• **REQUISITOS DO EXERCÍCIO**: Copie sem alterar nada as linhas que começam na que contém "Mark the bare" e terminam na que contém "point(526, 36)", incluindo as duas.

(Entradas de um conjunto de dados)
##############################

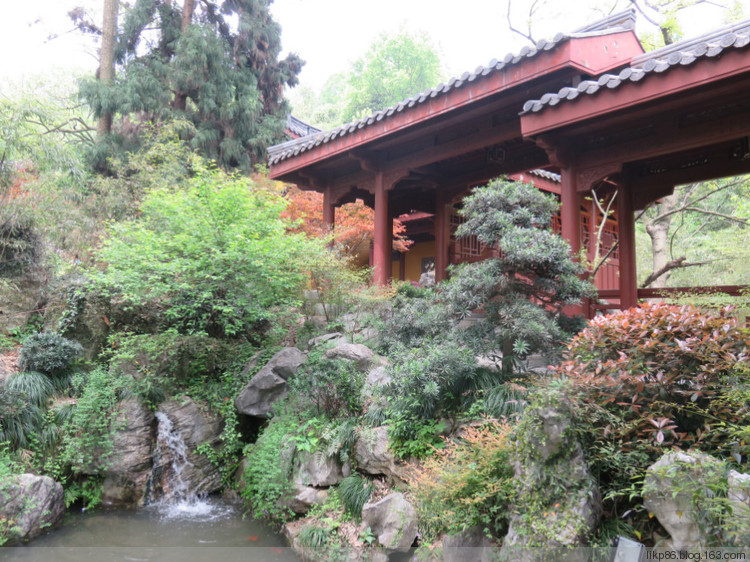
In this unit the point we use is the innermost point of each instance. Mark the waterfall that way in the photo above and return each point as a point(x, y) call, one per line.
point(177, 499)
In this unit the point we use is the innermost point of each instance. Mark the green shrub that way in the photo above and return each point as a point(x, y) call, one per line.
point(48, 353)
point(332, 388)
point(467, 484)
point(87, 441)
point(354, 492)
point(268, 468)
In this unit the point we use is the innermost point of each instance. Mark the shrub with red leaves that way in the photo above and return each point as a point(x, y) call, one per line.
point(665, 370)
point(653, 378)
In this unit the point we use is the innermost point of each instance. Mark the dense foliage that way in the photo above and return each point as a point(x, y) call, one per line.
point(653, 378)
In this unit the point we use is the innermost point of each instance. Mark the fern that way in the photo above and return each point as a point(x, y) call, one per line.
point(354, 492)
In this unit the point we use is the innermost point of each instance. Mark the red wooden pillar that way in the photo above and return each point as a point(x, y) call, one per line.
point(383, 236)
point(626, 242)
point(570, 213)
point(442, 237)
point(329, 211)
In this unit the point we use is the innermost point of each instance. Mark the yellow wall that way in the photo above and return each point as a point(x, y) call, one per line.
point(414, 260)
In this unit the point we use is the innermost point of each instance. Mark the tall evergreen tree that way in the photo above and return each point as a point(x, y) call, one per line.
point(213, 63)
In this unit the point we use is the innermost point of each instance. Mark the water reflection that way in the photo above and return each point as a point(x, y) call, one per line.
point(207, 530)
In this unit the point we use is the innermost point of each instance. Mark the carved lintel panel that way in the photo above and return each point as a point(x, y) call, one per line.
point(586, 178)
point(390, 179)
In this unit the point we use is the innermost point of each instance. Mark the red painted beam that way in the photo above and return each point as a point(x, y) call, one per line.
point(572, 54)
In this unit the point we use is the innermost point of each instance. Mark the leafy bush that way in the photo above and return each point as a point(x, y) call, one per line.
point(467, 484)
point(649, 379)
point(48, 353)
point(332, 387)
point(354, 492)
point(214, 255)
point(87, 440)
point(524, 290)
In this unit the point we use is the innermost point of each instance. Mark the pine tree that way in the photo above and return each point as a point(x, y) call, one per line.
point(215, 64)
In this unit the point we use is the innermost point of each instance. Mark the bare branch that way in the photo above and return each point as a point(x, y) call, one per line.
point(526, 36)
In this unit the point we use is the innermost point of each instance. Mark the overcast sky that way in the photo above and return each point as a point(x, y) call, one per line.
point(328, 34)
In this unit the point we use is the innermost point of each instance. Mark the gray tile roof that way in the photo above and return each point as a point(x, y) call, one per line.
point(290, 149)
point(683, 53)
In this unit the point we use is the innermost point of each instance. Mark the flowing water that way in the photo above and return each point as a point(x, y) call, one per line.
point(181, 526)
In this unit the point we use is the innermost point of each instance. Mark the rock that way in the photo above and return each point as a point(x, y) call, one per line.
point(304, 498)
point(315, 469)
point(470, 545)
point(376, 378)
point(128, 469)
point(334, 337)
point(547, 446)
point(355, 352)
point(269, 384)
point(374, 457)
point(29, 504)
point(195, 428)
point(393, 520)
point(668, 494)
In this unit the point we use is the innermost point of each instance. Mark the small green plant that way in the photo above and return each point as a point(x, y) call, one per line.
point(354, 492)
point(48, 353)
point(467, 484)
point(268, 470)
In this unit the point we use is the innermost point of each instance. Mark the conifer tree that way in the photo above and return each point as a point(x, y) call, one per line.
point(213, 63)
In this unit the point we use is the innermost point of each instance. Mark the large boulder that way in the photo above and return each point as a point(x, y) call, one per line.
point(28, 505)
point(393, 520)
point(269, 384)
point(128, 469)
point(357, 353)
point(178, 467)
point(303, 498)
point(373, 455)
point(561, 516)
point(318, 470)
point(668, 493)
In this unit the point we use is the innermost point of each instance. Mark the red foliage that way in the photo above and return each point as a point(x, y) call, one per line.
point(354, 226)
point(664, 372)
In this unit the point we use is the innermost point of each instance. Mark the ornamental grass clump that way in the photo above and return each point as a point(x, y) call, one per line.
point(466, 484)
point(654, 378)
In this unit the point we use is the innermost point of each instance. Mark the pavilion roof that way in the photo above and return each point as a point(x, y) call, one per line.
point(624, 21)
point(680, 54)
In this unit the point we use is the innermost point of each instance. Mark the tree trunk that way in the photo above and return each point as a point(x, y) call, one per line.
point(188, 7)
point(107, 59)
point(658, 230)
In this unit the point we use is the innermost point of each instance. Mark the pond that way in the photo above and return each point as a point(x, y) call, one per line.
point(211, 529)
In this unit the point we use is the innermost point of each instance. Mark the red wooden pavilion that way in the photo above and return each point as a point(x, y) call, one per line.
point(585, 110)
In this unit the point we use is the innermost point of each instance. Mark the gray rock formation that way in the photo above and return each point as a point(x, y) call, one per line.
point(128, 469)
point(393, 520)
point(471, 545)
point(374, 457)
point(30, 504)
point(269, 384)
point(668, 493)
point(304, 498)
point(355, 352)
point(548, 450)
point(315, 469)
point(195, 428)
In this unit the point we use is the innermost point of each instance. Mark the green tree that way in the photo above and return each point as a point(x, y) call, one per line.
point(394, 68)
point(523, 291)
point(213, 63)
point(212, 256)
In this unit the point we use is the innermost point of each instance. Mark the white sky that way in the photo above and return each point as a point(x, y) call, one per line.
point(327, 34)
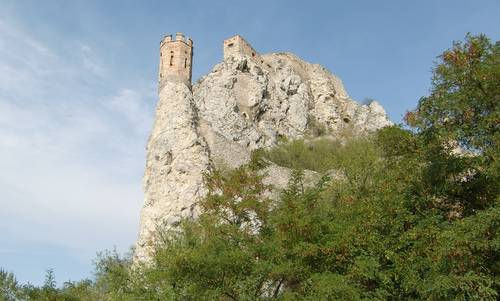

##############################

• **RESPOSTA DA TAREFA**:
In this unit the point we use is the innermost point of each instance. Mark the bare branch that way in the photo above and return each point as a point(x, y) call, one per line.
point(526, 36)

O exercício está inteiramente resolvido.